Reproduce the listing below word for word, with every line in its original order.
☆ ☆ ☆ ☆ ☆ ☆ ☆
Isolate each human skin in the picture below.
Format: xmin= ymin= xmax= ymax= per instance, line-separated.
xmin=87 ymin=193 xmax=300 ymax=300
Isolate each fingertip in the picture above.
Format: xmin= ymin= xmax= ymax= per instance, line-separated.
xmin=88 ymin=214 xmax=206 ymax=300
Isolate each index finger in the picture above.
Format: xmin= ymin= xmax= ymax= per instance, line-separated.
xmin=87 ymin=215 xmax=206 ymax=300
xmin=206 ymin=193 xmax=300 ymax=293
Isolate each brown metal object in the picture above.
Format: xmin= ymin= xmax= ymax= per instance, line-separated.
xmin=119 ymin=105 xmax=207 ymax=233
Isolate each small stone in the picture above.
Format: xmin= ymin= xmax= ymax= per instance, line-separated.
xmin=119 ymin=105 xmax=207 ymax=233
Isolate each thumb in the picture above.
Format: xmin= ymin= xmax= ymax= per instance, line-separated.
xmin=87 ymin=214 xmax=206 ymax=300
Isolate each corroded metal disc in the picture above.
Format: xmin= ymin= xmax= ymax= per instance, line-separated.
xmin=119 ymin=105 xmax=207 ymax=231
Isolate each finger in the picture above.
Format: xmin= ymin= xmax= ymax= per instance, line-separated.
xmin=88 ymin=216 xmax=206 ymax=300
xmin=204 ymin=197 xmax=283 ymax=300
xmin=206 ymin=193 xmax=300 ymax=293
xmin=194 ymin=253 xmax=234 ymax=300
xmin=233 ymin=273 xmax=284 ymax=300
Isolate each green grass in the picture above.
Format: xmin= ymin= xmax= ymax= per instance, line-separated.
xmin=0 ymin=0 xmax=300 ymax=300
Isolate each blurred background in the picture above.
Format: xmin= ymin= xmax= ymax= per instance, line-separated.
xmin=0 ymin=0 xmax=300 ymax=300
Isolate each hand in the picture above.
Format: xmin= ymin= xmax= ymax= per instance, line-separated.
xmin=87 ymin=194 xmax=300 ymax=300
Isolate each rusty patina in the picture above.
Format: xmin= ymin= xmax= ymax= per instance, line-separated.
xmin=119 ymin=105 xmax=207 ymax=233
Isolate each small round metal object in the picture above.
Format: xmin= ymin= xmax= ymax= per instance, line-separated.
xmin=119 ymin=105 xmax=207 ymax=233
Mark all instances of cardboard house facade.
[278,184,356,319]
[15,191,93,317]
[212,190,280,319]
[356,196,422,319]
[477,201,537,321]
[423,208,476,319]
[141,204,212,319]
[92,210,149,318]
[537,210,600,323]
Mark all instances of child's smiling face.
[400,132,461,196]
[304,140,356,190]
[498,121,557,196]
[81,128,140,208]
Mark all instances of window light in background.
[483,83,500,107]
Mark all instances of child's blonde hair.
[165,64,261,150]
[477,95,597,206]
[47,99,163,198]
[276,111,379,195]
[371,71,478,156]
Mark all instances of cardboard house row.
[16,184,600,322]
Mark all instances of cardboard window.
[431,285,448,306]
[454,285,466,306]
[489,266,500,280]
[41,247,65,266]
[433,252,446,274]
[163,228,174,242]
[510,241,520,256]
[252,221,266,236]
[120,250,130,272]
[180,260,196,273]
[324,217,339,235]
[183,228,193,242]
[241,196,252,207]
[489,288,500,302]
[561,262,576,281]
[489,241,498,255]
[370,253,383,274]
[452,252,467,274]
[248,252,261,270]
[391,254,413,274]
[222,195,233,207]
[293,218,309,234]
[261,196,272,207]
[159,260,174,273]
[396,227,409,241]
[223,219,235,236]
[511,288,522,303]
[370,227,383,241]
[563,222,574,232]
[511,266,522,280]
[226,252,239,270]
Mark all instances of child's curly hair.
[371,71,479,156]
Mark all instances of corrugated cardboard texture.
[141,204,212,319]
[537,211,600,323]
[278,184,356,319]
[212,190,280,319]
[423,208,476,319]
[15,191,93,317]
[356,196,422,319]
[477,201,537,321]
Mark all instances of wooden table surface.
☆ ☆ ☆ ☆ ☆ ☆ ☆
:: ANSWER BELOW ::
Isolate each human skin in the picture below.
Format: xmin= ymin= xmax= ymax= per instance, line-separated.
xmin=87 ymin=193 xmax=300 ymax=300
Isolate each fingertip in the picture above.
Format: xmin= ymin= xmax= ymax= per instance, line-separated.
xmin=88 ymin=214 xmax=206 ymax=300
Isolate each index finger in the picture above.
Format: xmin= ymin= xmax= ymax= per instance, line-separated.
xmin=87 ymin=215 xmax=206 ymax=300
xmin=206 ymin=193 xmax=300 ymax=293
Isolate each brown metal object in the picture above.
Format: xmin= ymin= xmax= ymax= per instance, line-separated.
xmin=119 ymin=105 xmax=207 ymax=233
Isolate each small stone in the picture above.
Format: xmin= ymin= xmax= ymax= per instance, line-separated.
xmin=119 ymin=105 xmax=207 ymax=233
Isolate each thumb in the picture above.
Format: xmin= ymin= xmax= ymax= per instance, line-separated.
xmin=87 ymin=214 xmax=206 ymax=300
Isolate each corroded metal disc in the picture above.
Format: xmin= ymin= xmax= ymax= per instance, line-separated.
xmin=119 ymin=105 xmax=207 ymax=231
Isolate each finger in the picture above.
Format: xmin= ymin= xmax= ymax= per instance, line-separated.
xmin=88 ymin=216 xmax=206 ymax=300
xmin=204 ymin=197 xmax=283 ymax=300
xmin=206 ymin=193 xmax=300 ymax=293
xmin=194 ymin=253 xmax=234 ymax=300
xmin=233 ymin=273 xmax=284 ymax=300
Isolate each green grass in the picture above.
Format: xmin= ymin= xmax= ymax= per instance, line-separated.
xmin=0 ymin=0 xmax=300 ymax=300
Isolate each blurred background in the picture above.
Format: xmin= ymin= xmax= ymax= per instance, line-separated.
xmin=0 ymin=0 xmax=300 ymax=300
Isolate each hand in the picture above.
Format: xmin= ymin= xmax= ymax= per instance, line-separated.
xmin=87 ymin=194 xmax=300 ymax=300
Isolate each rusty patina in the picture above.
Format: xmin= ymin= xmax= ymax= per instance, line-separated.
xmin=119 ymin=105 xmax=207 ymax=233
Isolate each small round metal object in the picture above.
Format: xmin= ymin= xmax= ymax= per instance, line-separated.
xmin=119 ymin=105 xmax=207 ymax=233
Mark all instances of cardboard house facade.
[278,184,356,319]
[15,191,93,317]
[212,190,280,319]
[356,196,422,319]
[477,201,537,321]
[423,208,476,319]
[141,204,212,319]
[92,210,149,318]
[537,210,600,323]
Mark all instances of child's smiling face.
[400,132,461,196]
[304,140,356,190]
[498,121,557,196]
[81,128,140,208]
Mark all instances of window light in background.
[483,83,500,107]
Mark all instances of child's blonde hair.
[165,64,261,150]
[477,95,597,206]
[47,99,163,198]
[276,111,379,195]
[371,71,478,156]
Mark all instances of cardboard house row.
[16,184,600,322]
Mark all instances of cardboard window.
[431,285,448,306]
[454,285,466,306]
[489,266,500,280]
[41,247,65,266]
[433,252,446,274]
[163,228,174,242]
[510,241,520,256]
[252,221,266,236]
[120,250,130,272]
[180,260,196,273]
[324,217,339,235]
[183,228,193,242]
[241,196,252,207]
[489,288,500,302]
[561,262,576,281]
[489,241,498,255]
[370,253,383,274]
[452,252,467,274]
[248,252,261,270]
[391,254,413,274]
[222,195,233,207]
[293,218,309,234]
[261,196,272,207]
[159,260,174,273]
[396,227,409,241]
[223,219,235,236]
[511,288,522,303]
[370,227,383,241]
[563,222,574,232]
[511,266,522,280]
[226,252,239,270]
Mark all instances of child's curly hair.
[371,71,479,156]
Mark all instances of corrugated cardboard texture.
[141,204,212,319]
[537,211,600,323]
[278,184,356,319]
[212,190,280,319]
[423,208,476,319]
[15,191,93,317]
[356,196,422,319]
[477,201,537,321]
Mark all instances of wooden table surface.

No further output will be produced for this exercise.